[BEGIN Data listing]
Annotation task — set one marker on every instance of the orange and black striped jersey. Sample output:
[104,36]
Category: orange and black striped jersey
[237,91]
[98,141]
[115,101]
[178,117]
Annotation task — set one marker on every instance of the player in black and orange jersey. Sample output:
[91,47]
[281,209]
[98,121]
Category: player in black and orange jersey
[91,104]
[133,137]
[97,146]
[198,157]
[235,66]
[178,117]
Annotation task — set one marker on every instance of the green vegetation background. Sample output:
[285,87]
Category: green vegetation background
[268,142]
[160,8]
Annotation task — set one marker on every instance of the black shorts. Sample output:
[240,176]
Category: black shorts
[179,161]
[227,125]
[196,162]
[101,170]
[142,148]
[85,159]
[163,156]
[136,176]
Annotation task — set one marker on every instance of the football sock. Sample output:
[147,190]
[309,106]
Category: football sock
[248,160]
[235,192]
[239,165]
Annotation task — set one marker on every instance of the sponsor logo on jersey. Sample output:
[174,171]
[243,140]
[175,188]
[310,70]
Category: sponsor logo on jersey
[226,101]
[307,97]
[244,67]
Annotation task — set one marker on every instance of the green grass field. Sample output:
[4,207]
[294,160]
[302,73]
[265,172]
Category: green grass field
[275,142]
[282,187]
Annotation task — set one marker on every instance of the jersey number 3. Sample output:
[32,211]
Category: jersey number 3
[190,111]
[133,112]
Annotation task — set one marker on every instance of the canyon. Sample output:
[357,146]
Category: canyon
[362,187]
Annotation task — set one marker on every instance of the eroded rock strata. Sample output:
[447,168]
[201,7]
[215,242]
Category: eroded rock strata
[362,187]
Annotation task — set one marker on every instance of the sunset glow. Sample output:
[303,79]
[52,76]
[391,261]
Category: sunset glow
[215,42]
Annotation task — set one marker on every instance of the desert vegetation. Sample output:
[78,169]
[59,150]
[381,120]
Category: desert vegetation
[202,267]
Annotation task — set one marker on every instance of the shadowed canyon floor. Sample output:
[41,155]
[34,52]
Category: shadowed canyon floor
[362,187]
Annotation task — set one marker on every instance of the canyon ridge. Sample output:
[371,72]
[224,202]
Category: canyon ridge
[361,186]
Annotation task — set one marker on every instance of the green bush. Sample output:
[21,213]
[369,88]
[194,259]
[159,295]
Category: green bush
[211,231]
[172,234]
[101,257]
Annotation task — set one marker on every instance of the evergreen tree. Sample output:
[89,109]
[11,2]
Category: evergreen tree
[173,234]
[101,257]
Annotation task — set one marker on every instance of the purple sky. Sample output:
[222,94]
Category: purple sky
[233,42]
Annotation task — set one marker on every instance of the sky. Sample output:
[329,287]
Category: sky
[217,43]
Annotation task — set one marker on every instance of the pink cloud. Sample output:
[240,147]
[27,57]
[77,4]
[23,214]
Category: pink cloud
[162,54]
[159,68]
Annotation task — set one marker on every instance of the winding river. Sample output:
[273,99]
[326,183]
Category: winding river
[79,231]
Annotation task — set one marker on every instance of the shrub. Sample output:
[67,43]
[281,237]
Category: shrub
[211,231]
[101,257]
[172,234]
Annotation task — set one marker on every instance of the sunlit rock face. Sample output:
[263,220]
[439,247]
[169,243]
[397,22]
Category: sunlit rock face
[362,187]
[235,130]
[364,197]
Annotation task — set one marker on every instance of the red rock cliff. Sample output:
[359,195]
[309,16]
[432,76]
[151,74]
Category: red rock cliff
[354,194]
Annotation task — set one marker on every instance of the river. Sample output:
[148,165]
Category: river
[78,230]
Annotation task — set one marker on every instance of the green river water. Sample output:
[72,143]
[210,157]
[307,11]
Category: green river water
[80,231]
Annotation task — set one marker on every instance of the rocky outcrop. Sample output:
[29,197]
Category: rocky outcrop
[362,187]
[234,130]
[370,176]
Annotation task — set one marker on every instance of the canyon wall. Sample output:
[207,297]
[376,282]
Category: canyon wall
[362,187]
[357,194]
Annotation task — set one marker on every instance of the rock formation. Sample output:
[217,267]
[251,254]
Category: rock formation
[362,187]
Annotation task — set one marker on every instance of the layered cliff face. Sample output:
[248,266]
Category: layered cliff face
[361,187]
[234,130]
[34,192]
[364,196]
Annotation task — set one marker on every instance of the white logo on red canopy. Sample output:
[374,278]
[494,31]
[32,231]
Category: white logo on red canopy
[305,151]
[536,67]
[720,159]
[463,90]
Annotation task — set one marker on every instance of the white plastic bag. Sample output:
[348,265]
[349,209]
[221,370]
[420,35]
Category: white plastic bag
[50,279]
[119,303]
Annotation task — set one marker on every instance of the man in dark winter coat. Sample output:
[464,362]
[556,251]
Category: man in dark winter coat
[END Data listing]
● **Your task**:
Return all of the data precisely as it appears.

● **Result of the exercise**:
Annotation task — set one marker on every instance of the orange and black striped jersey. Sample output:
[104,36]
Category: orange and black striped jersey
[237,91]
[98,141]
[115,101]
[178,117]
Annotation task — set one marker on every instance of the player in black and orange jersey. Sample output:
[91,47]
[281,209]
[98,121]
Category: player in black and orange jersey
[91,104]
[133,137]
[97,146]
[198,157]
[235,66]
[178,117]
Annotation task — set one marker on every instance of the green vegetation background. Sample output:
[285,87]
Category: green vegetation background
[268,142]
[160,8]
Annotation task — set one marker on every instance of the black shorts. Sample output:
[240,176]
Category: black shorts
[179,161]
[227,125]
[196,162]
[101,170]
[142,148]
[85,159]
[163,156]
[136,176]
Annotation task — set one marker on every instance of the football sock. Sample output:
[147,190]
[309,106]
Category: football sock
[248,160]
[235,192]
[239,165]
Annotation task — set one marker on every instance of the sponsor logo on jersey. Sample output:
[174,171]
[243,140]
[175,188]
[310,70]
Category: sponsor logo on jersey
[226,101]
[307,97]
[244,67]
Annotation task — set one marker on every instance of the green grass field. Sample output:
[4,207]
[294,160]
[302,73]
[265,172]
Category: green grass field
[275,142]
[282,187]
Annotation task — set one marker on every instance of the jersey number 3. Sample output:
[32,211]
Category: jersey number 3
[190,111]
[133,112]
Annotation task — set one marker on every instance of the canyon. Sample output:
[357,146]
Category: canyon
[362,187]
Annotation task — set one marker on every instance of the eroded rock strata. Sample output:
[447,168]
[201,7]
[215,242]
Category: eroded rock strata
[362,187]
Annotation task — set one marker on every instance of the sunset glow. Sample output:
[303,79]
[52,76]
[391,261]
Category: sunset glow
[215,42]
Annotation task — set one marker on every instance of the desert vegetation. Sample output:
[78,169]
[59,150]
[381,120]
Category: desert vegetation
[202,267]
Annotation task — set one marker on every instance of the shadowed canyon floor. Sample output:
[41,155]
[34,52]
Category: shadowed canyon floor
[362,187]
Annotation task — set one marker on every instance of the canyon ridge. Sample output:
[371,72]
[224,202]
Category: canyon ridge
[361,186]
Annotation task — set one marker on every instance of the green bush. Sample output:
[21,213]
[369,88]
[194,259]
[159,295]
Category: green bush
[211,231]
[172,234]
[101,257]
Annotation task — set one marker on every instance of the evergreen tree. Sample output:
[89,109]
[11,2]
Category: evergreen tree
[173,234]
[101,257]
Annotation task — set one marker on every instance of the purple sky. Sample output:
[222,94]
Category: purple sky
[233,42]
Annotation task — set one marker on every instance of the sky. Sample output:
[329,287]
Category: sky
[217,43]
Annotation task — set one marker on every instance of the pink cloud. Sample output:
[240,147]
[27,57]
[77,4]
[23,214]
Category: pink cloud
[162,54]
[159,68]
Annotation task — set one marker on every instance of the winding river. Sample output:
[273,99]
[326,183]
Category: winding river
[79,231]
Annotation task — set one marker on every instance of the shrub. Sample output:
[67,43]
[281,237]
Category: shrub
[211,231]
[101,257]
[172,234]
Annotation task — set one marker on every instance of the sunlit rock face. Sample output:
[263,220]
[439,247]
[169,243]
[397,22]
Category: sunlit rock face
[362,187]
[235,130]
[364,197]
Annotation task — set one marker on every instance of the red rock cliff. Sample output:
[359,195]
[309,16]
[432,76]
[151,74]
Category: red rock cliff
[354,194]
Annotation task — set one marker on every instance of the river. Sample output:
[148,165]
Category: river
[78,230]
Annotation task — set one marker on every instance of the green river water. Sample output:
[72,143]
[210,157]
[307,11]
Category: green river water
[80,231]
Annotation task — set one marker on every instance of the rocky outcrop. Sample output:
[29,197]
Category: rocky outcrop
[362,187]
[234,130]
[370,176]
Annotation task — set one marker on every instance of the canyon wall. Sample output:
[207,297]
[376,282]
Category: canyon wall
[362,187]
[357,194]
Annotation task — set one marker on every instance of the rock formation. Sample output:
[217,267]
[251,254]
Category: rock formation
[362,187]
Annotation task — set one marker on every instance of the layered cliff face. Sample output:
[248,266]
Category: layered cliff face
[361,187]
[234,130]
[34,192]
[364,196]
Annotation task — set one marker on every instance of the white logo on red canopy. Sample output:
[374,278]
[494,31]
[32,231]
Category: white logo on red canopy
[305,151]
[536,67]
[720,159]
[463,90]
Annotation task — set one marker on every instance of the white plastic bag. Sample output:
[348,265]
[349,209]
[221,370]
[420,35]
Category: white plastic bag
[50,279]
[119,303]
Annotation task — set one marker on every instance of the man in dark winter coat. Sample output:
[464,362]
[556,251]
Category: man in dark winter coat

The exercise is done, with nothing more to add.